▸ Directive 1
Using the macs peak calling page, decide whether each statement agrees with it: (a) users can choose a specific step, such as "run-macs", to run; (b) InsertionIterator is changed to keep insertions in memory after moving to the next fragment; (c) the reviewer gives solutions for naming and docs right away. Give yes or no for each, with the deciding words quoted from the page.

Macs peak calling
Description
Add macs2/macs3 peak calling
Utilize a multi-threaded approach separated by cluster within prep_macs_inputs(). Allow users to choose a specific step to run (ie "prep-inputs", "run-macs", "read-outputs") to allow for executing macs calls in external slurm cluster.
Also change behaviour in InsertionIterator to not keep insertions in memory after moving to next fragment.
Tests
- Added test cases for prep_macs() parameterized by cluster existence, threading, and insertion_mode
Here's some initial comments I came up with from a read-through. Overall looks like a pretty good structure and approach. I'm focusing on some higher-level comments here.
There are also several small things that I think could be tweaked around choices of naming, docs, default arguments, organization etc. Rather than dictate solutions to those while you're still drafting, I'll let you finish up and do your own polishing pass before we discuss those.

▸ Directive 2
In the records, turn everything from the line containing "173L262 174L268 215L277" down to the line containing "positive clicks: (273, 238) (315, 213)" into a JSON list of strings, one string per line, leaving out blank lines.

▸ Information shown
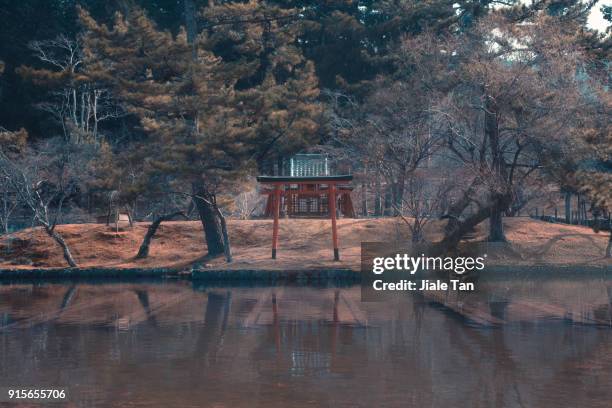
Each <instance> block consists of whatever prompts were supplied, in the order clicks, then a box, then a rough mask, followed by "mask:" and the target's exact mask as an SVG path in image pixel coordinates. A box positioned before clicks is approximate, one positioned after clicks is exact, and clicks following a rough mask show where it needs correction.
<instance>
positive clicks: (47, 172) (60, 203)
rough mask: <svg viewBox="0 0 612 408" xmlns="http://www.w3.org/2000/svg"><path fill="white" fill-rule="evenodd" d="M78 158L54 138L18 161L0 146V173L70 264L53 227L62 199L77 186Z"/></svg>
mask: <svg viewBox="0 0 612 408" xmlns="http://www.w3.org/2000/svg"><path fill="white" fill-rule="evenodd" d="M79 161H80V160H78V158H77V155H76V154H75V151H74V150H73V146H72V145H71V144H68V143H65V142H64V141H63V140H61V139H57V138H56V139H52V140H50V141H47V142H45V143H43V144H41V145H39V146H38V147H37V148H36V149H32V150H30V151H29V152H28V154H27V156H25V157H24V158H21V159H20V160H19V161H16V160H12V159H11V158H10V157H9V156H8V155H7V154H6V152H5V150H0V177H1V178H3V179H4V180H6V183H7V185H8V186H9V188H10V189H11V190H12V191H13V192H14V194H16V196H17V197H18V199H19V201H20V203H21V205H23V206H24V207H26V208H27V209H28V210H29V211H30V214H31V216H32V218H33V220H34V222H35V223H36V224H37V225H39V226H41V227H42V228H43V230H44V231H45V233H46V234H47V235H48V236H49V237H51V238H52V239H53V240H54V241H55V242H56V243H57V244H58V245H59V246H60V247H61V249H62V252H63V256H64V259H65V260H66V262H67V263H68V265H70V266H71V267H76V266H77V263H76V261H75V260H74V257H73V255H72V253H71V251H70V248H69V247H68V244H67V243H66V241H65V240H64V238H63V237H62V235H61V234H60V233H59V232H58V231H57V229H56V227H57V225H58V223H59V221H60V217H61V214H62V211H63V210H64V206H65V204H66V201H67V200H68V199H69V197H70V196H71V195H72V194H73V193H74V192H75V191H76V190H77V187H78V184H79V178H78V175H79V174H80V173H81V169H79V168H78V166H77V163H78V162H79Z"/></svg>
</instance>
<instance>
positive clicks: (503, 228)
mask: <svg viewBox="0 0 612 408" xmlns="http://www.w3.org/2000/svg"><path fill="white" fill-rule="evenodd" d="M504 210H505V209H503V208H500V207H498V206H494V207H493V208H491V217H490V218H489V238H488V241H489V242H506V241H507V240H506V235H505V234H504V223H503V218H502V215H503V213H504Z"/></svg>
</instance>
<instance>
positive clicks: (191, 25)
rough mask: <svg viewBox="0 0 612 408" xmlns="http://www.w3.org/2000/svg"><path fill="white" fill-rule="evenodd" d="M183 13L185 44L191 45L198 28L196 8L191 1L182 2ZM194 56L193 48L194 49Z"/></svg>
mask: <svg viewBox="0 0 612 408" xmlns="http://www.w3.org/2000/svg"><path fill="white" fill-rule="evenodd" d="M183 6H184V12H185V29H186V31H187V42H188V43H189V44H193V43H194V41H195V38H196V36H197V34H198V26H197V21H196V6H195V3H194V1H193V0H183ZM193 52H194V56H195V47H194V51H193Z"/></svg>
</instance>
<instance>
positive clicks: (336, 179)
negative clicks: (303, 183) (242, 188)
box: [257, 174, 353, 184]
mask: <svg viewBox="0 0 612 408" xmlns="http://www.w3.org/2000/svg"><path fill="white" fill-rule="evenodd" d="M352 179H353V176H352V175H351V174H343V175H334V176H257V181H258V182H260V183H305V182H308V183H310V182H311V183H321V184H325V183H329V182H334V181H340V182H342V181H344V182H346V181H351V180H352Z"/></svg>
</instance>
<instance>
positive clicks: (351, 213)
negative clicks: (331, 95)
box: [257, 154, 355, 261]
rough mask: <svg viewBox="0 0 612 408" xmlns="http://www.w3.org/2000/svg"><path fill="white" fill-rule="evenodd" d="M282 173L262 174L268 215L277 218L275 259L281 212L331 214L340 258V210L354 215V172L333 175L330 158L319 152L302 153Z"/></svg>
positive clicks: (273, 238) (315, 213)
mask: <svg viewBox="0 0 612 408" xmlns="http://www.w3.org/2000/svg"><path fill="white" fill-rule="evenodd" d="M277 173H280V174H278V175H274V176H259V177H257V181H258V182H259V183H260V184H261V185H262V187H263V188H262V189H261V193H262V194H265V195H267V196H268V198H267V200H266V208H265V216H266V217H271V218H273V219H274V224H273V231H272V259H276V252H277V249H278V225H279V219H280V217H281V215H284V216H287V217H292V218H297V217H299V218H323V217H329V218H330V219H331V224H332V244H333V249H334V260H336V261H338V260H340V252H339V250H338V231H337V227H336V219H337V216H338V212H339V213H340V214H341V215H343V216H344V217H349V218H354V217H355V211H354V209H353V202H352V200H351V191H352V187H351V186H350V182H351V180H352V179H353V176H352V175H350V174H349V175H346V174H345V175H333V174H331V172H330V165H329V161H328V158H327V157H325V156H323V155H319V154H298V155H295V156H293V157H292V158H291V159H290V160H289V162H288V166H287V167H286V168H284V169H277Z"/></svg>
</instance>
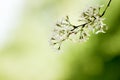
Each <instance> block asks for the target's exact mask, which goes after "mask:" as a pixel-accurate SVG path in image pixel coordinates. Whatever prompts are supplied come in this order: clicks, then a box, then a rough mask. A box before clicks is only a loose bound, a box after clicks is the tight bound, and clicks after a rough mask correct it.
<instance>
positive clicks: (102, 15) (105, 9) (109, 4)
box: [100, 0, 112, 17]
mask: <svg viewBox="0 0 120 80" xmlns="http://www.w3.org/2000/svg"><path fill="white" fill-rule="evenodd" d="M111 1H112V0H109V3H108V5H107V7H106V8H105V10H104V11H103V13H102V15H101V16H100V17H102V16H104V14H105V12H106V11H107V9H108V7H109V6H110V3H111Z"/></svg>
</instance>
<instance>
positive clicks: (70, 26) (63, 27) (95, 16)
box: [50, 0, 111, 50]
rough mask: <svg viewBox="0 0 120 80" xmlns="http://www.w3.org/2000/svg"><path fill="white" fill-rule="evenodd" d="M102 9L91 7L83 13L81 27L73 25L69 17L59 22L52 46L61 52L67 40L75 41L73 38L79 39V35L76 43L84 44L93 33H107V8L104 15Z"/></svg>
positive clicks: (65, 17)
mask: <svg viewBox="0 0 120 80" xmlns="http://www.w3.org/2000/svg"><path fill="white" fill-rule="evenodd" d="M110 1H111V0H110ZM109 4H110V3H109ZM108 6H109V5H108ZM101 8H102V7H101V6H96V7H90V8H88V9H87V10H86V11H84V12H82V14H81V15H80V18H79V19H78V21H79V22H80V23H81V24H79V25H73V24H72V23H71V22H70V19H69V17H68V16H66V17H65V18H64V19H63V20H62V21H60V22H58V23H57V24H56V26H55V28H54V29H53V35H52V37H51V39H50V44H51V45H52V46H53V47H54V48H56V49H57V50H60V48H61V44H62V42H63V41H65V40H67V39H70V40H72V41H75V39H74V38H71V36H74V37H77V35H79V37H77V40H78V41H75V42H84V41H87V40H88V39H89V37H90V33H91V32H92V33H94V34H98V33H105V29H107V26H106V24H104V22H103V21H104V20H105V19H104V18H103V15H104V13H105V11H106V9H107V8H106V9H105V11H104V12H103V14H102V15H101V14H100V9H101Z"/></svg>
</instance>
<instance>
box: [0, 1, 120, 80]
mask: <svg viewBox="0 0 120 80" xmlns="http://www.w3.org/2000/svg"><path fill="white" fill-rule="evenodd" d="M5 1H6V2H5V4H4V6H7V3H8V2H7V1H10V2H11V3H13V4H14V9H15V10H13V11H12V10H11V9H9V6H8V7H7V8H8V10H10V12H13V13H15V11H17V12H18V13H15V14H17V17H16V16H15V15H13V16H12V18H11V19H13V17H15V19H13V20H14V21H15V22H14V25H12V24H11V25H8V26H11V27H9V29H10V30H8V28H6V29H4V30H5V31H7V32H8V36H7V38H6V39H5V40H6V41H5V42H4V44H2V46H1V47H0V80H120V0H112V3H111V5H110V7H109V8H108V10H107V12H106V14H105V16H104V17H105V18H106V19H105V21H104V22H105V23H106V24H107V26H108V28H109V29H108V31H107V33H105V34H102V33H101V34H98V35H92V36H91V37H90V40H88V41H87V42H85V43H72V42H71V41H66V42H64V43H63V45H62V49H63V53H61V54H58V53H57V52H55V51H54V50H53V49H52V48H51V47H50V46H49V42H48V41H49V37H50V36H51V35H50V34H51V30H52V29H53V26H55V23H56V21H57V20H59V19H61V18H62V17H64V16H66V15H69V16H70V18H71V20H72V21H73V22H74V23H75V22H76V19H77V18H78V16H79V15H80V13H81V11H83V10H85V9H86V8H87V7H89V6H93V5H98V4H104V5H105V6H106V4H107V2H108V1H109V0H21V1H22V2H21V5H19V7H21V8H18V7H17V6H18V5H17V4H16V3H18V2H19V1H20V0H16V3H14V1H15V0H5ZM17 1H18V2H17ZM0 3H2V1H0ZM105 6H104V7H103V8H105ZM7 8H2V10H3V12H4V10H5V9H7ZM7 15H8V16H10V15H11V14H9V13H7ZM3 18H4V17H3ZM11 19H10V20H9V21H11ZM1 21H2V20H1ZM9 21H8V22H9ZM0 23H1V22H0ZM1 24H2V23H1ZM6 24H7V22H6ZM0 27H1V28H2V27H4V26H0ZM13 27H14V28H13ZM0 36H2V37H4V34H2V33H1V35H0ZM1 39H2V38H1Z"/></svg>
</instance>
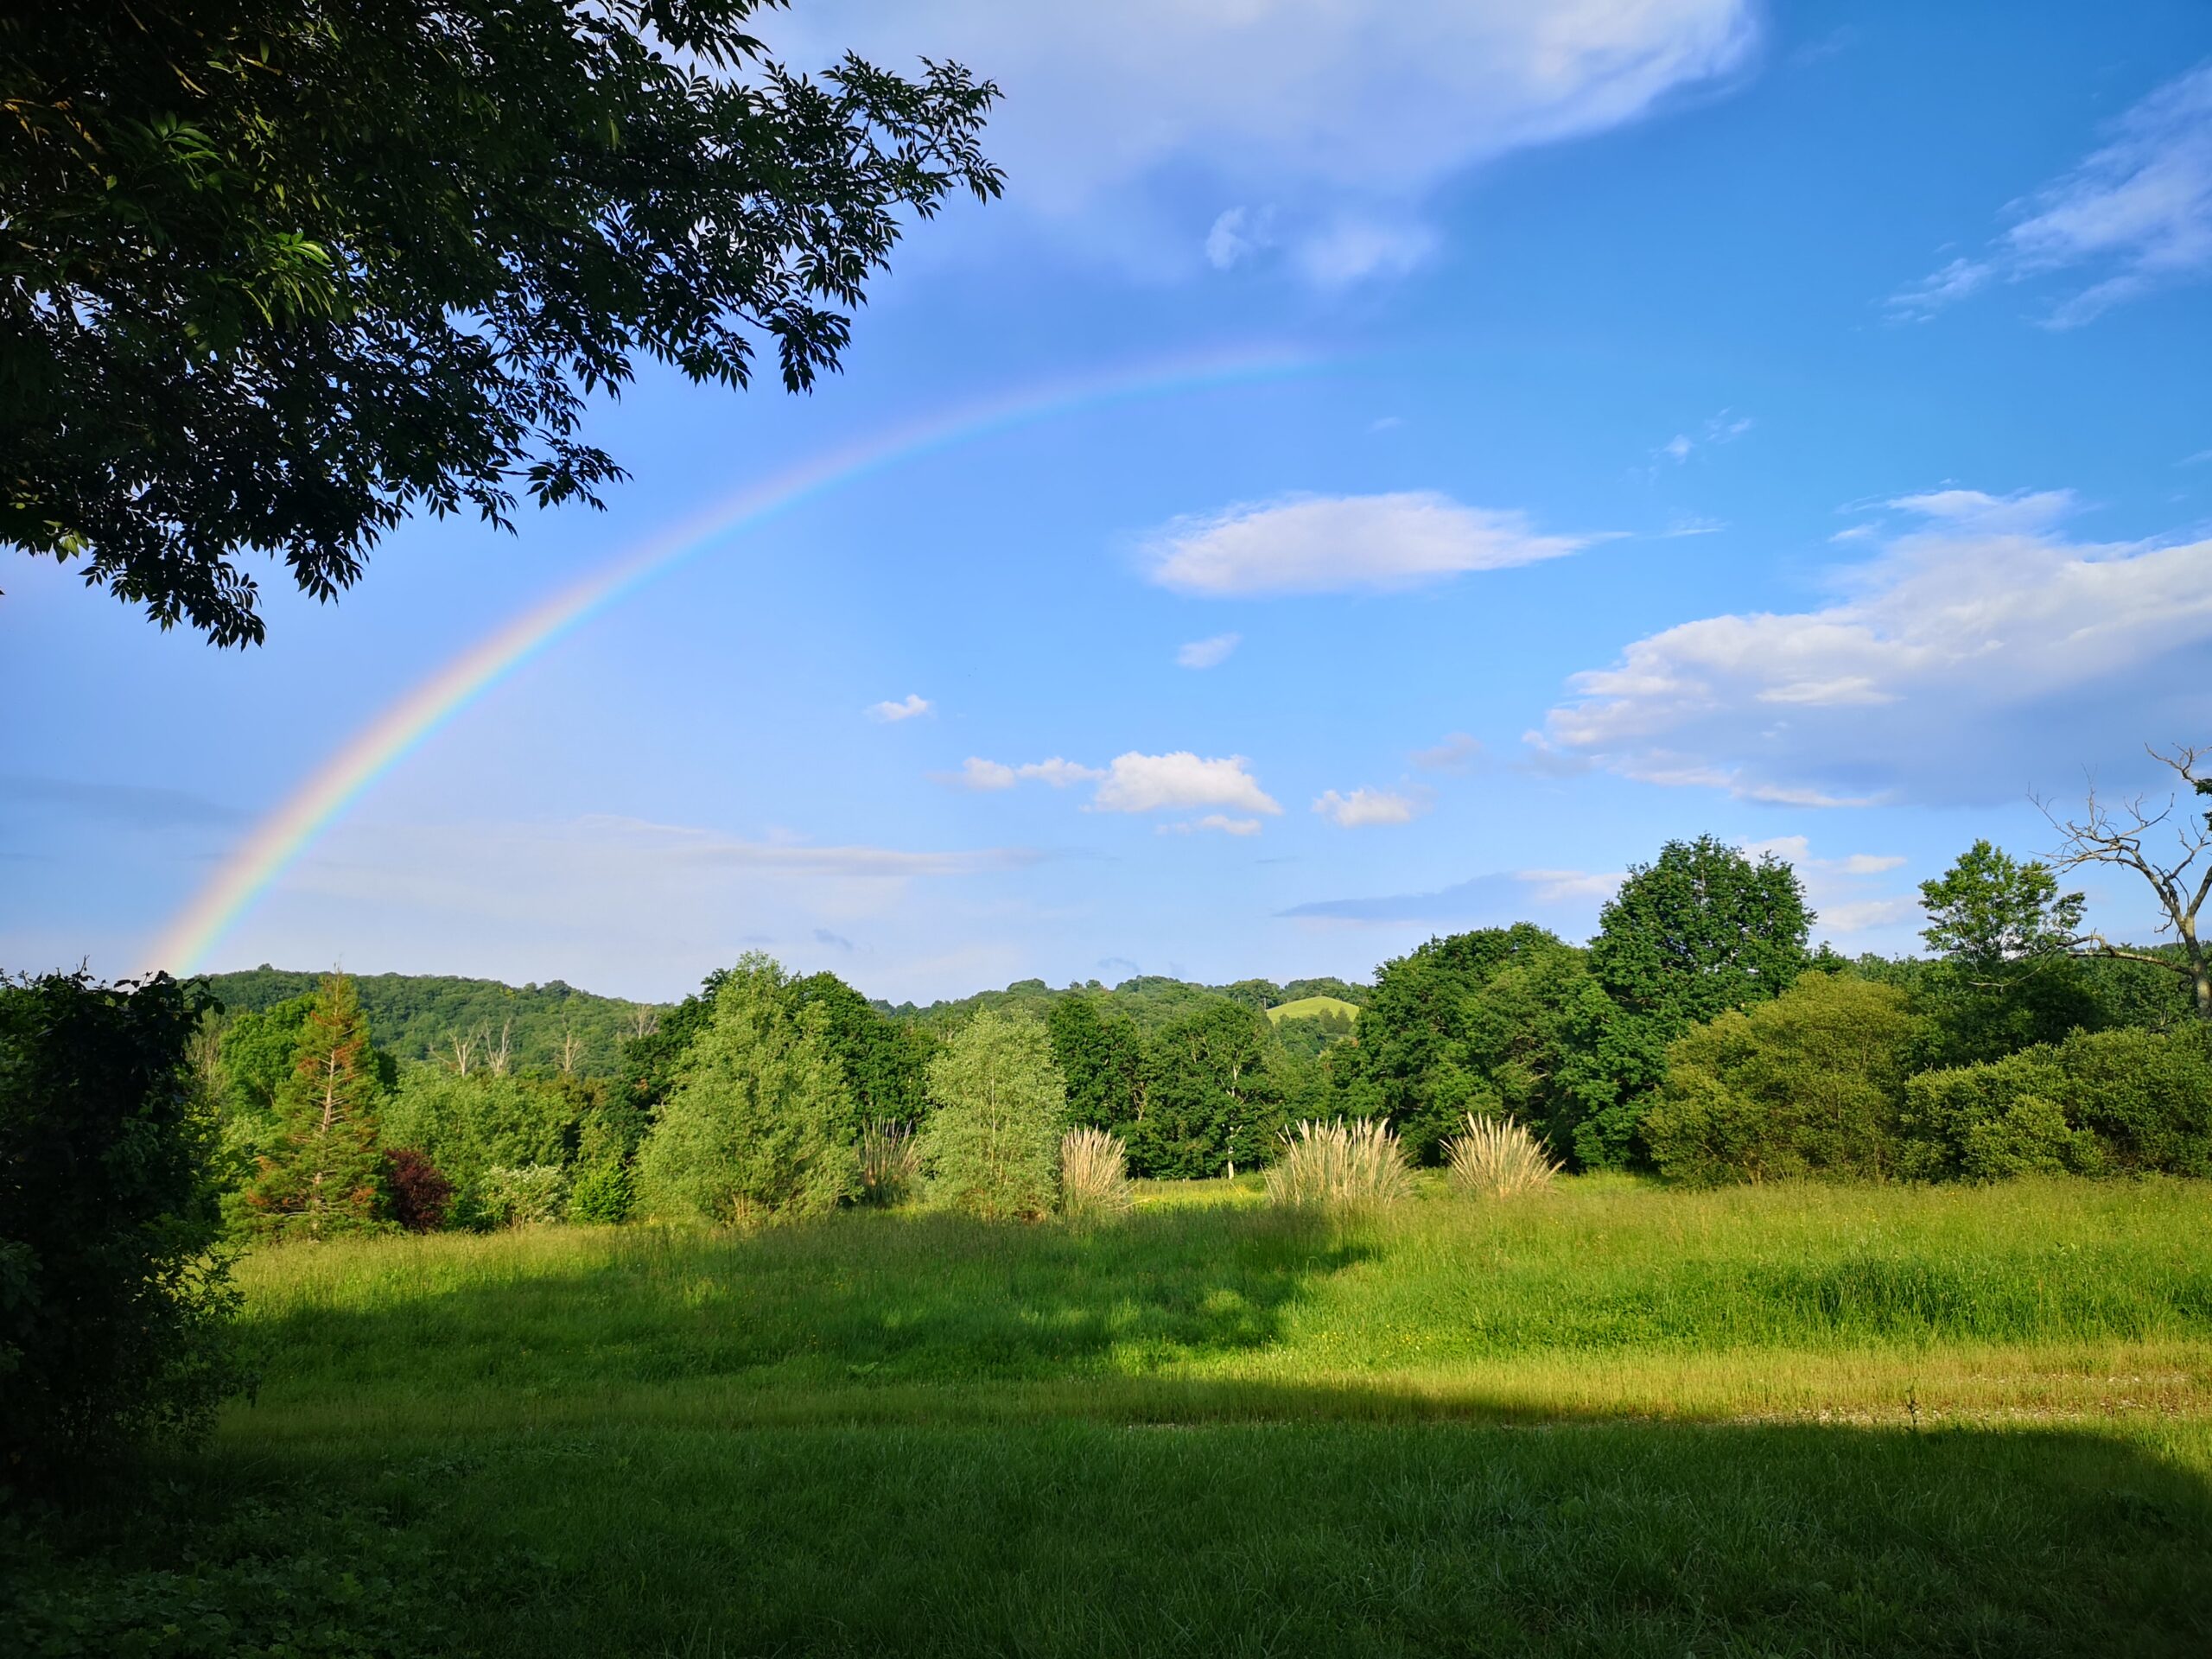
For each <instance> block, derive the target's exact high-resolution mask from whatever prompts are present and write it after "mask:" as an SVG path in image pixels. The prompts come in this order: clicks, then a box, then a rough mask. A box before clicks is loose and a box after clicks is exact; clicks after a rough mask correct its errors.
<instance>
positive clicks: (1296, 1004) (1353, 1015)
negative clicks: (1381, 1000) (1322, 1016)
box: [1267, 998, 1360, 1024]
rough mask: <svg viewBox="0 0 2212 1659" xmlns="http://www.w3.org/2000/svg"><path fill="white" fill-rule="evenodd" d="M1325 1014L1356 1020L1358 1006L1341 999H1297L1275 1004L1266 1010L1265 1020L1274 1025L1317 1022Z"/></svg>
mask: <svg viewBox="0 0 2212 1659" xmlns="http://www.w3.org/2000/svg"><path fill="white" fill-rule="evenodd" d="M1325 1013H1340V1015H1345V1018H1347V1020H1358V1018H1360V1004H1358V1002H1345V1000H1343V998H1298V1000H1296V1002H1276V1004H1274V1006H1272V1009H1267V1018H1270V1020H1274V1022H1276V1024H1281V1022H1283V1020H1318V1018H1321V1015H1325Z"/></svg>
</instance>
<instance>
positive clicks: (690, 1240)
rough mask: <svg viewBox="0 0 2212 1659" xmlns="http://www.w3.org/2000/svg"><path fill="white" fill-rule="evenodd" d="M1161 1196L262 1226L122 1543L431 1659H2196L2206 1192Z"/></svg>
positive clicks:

▸ Output 1
(a) Yes: "Allow users to choose a specific step to run (ie "prep-inputs", "run-macs", "read-outputs")"
(b) No: "Also change behaviour in InsertionIterator to not keep insertions in memory after moving to next fragment."
(c) No: "Rather than dictate solutions to those while you're still drafting, I'll let you finish up and do your own polishing pass before we discuss those."

▸ Output 2
[
  "rough mask: <svg viewBox=\"0 0 612 408\" xmlns=\"http://www.w3.org/2000/svg\"><path fill=\"white\" fill-rule=\"evenodd\" d=\"M282 173L262 174L268 215L277 218L275 259L281 212L331 214L340 258V210L354 215V172L333 175L330 158L319 152L302 153Z\"/></svg>",
  "positive clicks: (273, 238) (315, 213)"
]